→ **REQUEST**
Collect every line of the data below that contains the string "black".

-- BEGIN --

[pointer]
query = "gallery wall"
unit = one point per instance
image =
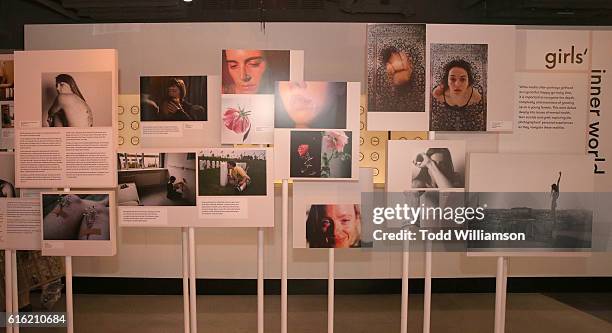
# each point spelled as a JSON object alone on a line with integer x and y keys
{"x": 333, "y": 52}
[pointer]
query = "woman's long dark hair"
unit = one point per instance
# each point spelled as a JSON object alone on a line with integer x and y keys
{"x": 65, "y": 78}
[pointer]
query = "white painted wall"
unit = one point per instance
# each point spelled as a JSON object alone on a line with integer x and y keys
{"x": 334, "y": 52}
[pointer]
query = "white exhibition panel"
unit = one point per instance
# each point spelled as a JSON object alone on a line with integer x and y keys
{"x": 325, "y": 46}
{"x": 78, "y": 150}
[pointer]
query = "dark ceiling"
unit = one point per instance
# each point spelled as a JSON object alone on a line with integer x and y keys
{"x": 14, "y": 14}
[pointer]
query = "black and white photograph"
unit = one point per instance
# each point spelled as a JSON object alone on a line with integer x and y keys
{"x": 253, "y": 71}
{"x": 458, "y": 87}
{"x": 310, "y": 104}
{"x": 156, "y": 179}
{"x": 425, "y": 165}
{"x": 76, "y": 216}
{"x": 7, "y": 176}
{"x": 173, "y": 98}
{"x": 396, "y": 67}
{"x": 7, "y": 79}
{"x": 320, "y": 154}
{"x": 232, "y": 172}
{"x": 81, "y": 99}
{"x": 546, "y": 221}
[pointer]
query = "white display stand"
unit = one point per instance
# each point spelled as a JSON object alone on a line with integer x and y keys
{"x": 8, "y": 285}
{"x": 330, "y": 291}
{"x": 185, "y": 253}
{"x": 284, "y": 232}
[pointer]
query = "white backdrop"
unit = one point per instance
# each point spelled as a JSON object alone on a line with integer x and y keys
{"x": 333, "y": 52}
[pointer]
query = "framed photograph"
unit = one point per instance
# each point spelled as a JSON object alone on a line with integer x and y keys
{"x": 459, "y": 87}
{"x": 232, "y": 172}
{"x": 396, "y": 67}
{"x": 78, "y": 223}
{"x": 253, "y": 71}
{"x": 310, "y": 104}
{"x": 235, "y": 187}
{"x": 427, "y": 165}
{"x": 156, "y": 179}
{"x": 77, "y": 99}
{"x": 327, "y": 216}
{"x": 173, "y": 98}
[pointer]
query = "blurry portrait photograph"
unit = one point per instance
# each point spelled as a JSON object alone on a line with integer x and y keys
{"x": 310, "y": 104}
{"x": 253, "y": 71}
{"x": 459, "y": 87}
{"x": 82, "y": 99}
{"x": 396, "y": 67}
{"x": 173, "y": 98}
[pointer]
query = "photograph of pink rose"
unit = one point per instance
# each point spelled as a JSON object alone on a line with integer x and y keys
{"x": 321, "y": 154}
{"x": 247, "y": 119}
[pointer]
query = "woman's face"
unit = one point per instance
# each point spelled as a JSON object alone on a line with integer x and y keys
{"x": 457, "y": 81}
{"x": 246, "y": 67}
{"x": 63, "y": 88}
{"x": 443, "y": 163}
{"x": 174, "y": 92}
{"x": 303, "y": 101}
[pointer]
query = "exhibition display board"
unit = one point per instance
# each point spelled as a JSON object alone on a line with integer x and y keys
{"x": 508, "y": 109}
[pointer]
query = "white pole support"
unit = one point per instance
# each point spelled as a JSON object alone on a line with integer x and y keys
{"x": 404, "y": 308}
{"x": 284, "y": 231}
{"x": 427, "y": 291}
{"x": 69, "y": 303}
{"x": 500, "y": 297}
{"x": 193, "y": 313}
{"x": 186, "y": 306}
{"x": 260, "y": 280}
{"x": 8, "y": 285}
{"x": 15, "y": 287}
{"x": 330, "y": 292}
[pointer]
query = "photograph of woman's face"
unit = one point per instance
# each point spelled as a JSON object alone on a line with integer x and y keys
{"x": 246, "y": 68}
{"x": 458, "y": 81}
{"x": 303, "y": 101}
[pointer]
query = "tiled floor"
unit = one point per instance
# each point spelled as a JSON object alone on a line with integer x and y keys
{"x": 360, "y": 313}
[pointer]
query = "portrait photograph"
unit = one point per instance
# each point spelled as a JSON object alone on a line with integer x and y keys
{"x": 173, "y": 98}
{"x": 156, "y": 179}
{"x": 396, "y": 67}
{"x": 82, "y": 99}
{"x": 310, "y": 104}
{"x": 7, "y": 176}
{"x": 232, "y": 172}
{"x": 7, "y": 79}
{"x": 8, "y": 115}
{"x": 320, "y": 154}
{"x": 426, "y": 165}
{"x": 76, "y": 216}
{"x": 458, "y": 87}
{"x": 253, "y": 71}
{"x": 334, "y": 226}
{"x": 247, "y": 119}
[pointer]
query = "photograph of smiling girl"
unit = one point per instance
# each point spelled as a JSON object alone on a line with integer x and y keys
{"x": 310, "y": 104}
{"x": 253, "y": 71}
{"x": 82, "y": 99}
{"x": 459, "y": 87}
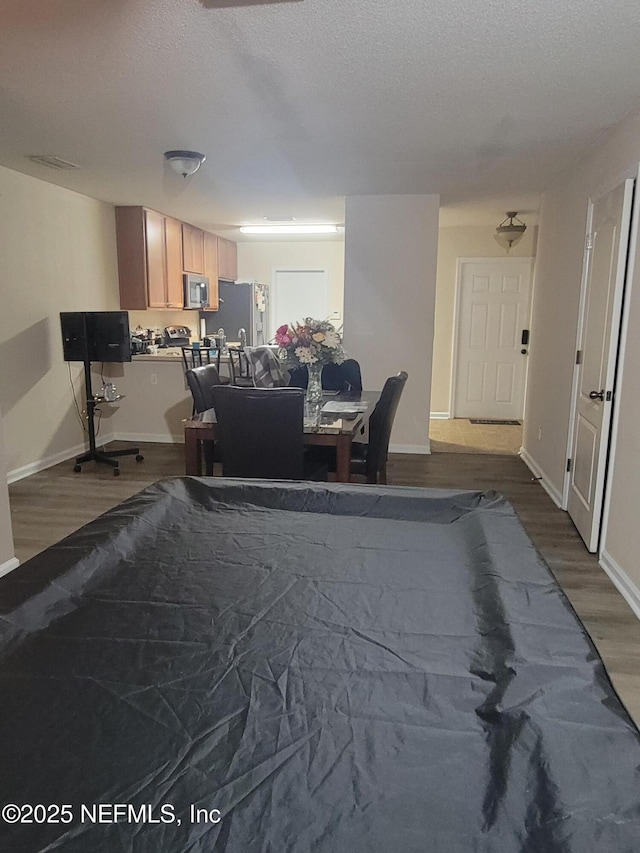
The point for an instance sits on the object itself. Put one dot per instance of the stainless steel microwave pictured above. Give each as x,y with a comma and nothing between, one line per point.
196,291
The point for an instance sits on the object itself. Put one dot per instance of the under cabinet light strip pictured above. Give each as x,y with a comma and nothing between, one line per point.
289,229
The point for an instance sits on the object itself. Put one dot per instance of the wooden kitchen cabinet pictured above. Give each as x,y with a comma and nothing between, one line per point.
192,249
211,268
227,259
173,249
149,259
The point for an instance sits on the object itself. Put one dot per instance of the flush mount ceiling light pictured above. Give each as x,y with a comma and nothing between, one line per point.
185,163
510,230
289,229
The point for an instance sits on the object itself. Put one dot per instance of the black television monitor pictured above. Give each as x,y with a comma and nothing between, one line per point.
96,336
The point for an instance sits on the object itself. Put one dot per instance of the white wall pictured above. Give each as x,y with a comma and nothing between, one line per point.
454,243
58,253
259,260
390,281
553,342
7,554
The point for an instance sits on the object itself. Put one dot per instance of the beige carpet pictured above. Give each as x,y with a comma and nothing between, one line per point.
459,435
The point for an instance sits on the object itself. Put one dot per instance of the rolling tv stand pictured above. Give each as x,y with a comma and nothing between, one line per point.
106,457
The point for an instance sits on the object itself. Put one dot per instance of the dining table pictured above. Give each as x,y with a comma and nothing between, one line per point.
335,421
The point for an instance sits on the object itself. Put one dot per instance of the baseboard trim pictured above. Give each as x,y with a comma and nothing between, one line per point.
71,452
540,475
46,462
9,566
158,438
422,449
622,582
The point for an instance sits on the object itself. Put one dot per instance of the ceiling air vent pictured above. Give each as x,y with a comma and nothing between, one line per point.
52,162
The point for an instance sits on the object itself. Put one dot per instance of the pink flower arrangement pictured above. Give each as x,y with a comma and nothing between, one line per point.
309,342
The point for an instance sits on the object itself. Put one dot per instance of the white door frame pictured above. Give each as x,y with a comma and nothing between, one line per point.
619,318
274,292
624,328
456,319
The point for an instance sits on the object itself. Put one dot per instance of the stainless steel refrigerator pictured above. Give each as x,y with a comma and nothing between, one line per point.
243,305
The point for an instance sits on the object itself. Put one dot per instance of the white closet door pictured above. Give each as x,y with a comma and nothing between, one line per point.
491,360
298,294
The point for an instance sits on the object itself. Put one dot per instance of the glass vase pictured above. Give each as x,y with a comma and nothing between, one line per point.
314,385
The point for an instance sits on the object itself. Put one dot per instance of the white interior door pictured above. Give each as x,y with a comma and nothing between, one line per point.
490,359
605,261
298,294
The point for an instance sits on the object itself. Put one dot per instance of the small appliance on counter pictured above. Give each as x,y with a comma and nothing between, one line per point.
177,336
143,339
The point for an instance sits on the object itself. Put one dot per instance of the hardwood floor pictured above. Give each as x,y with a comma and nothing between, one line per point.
48,506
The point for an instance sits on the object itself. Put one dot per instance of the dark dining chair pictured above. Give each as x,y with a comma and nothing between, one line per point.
345,377
240,368
370,459
201,381
265,367
261,433
193,357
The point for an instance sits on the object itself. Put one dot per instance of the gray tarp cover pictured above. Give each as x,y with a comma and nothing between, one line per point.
333,668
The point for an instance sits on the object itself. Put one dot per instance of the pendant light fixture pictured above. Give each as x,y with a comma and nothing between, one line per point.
184,163
510,230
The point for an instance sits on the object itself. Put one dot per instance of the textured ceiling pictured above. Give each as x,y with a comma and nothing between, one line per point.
298,104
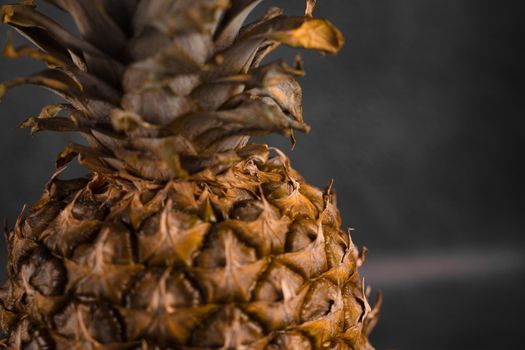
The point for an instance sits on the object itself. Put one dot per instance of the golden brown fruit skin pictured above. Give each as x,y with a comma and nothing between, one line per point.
251,258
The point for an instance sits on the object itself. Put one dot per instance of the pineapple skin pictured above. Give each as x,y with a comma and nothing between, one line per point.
184,236
251,258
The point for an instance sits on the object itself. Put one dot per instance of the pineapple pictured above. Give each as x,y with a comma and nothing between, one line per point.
184,235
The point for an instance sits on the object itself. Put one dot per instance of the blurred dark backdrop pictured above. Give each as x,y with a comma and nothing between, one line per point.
420,122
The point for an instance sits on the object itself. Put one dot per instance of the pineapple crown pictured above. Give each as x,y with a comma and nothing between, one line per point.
164,88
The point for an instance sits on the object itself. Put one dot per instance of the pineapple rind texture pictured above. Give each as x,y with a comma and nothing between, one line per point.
252,258
184,235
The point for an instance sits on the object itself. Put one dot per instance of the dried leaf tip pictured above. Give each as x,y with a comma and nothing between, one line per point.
310,7
312,33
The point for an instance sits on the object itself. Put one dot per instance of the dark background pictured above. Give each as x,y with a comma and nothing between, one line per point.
420,122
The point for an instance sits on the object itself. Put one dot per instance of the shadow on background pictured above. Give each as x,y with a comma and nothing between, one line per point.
419,121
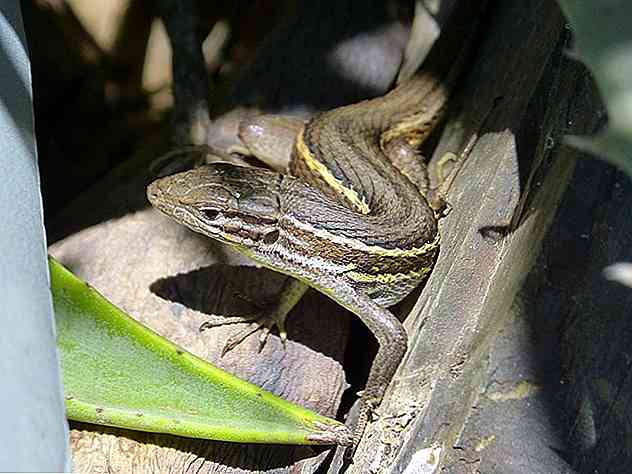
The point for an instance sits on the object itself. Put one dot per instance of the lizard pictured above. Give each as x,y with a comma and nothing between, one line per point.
354,217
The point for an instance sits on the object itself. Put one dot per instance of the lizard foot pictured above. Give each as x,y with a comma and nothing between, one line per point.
263,320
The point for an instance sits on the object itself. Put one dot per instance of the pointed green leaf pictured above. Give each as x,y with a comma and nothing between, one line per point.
117,372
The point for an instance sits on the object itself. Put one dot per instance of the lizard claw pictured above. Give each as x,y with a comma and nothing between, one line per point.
263,322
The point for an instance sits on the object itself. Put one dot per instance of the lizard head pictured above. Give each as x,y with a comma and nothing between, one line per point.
234,204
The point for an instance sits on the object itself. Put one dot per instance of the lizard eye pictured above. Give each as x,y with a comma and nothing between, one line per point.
271,237
212,214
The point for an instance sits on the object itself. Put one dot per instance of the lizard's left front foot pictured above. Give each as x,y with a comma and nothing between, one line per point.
263,320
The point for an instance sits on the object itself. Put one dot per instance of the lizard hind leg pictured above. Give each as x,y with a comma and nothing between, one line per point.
411,163
264,318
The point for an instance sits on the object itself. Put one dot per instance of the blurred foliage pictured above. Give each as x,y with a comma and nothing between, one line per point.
603,42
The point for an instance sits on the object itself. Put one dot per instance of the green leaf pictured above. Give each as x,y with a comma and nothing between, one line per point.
117,372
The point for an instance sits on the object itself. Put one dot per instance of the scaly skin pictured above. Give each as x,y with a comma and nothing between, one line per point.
346,220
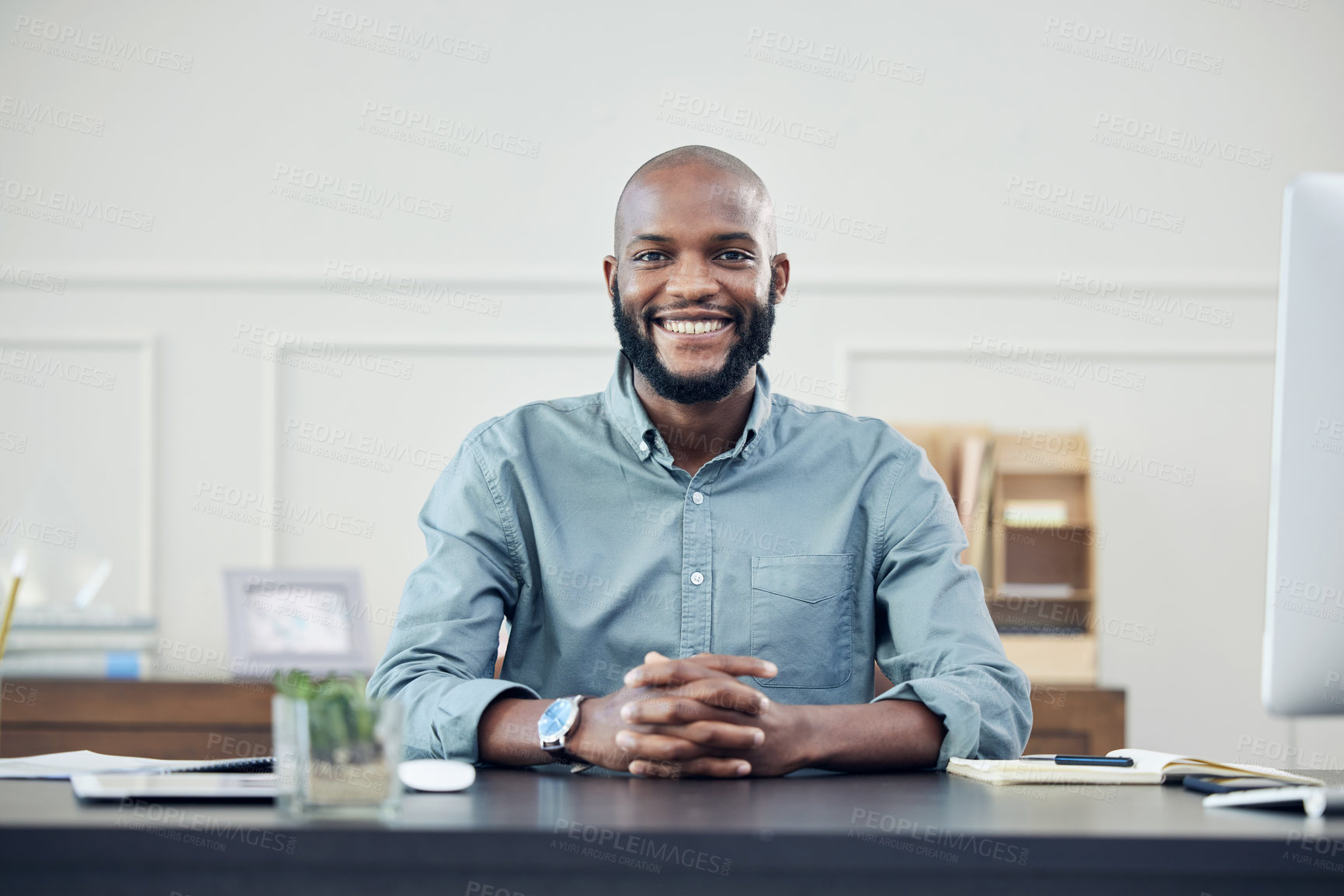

-- END --

→ **SOLUTION**
query = "black and white photograph"
The point for an instance sits on the object itself. Put one dot per instance of the black television monitor pictured above. Give each as x,y with a comma and nothing between, one line per point.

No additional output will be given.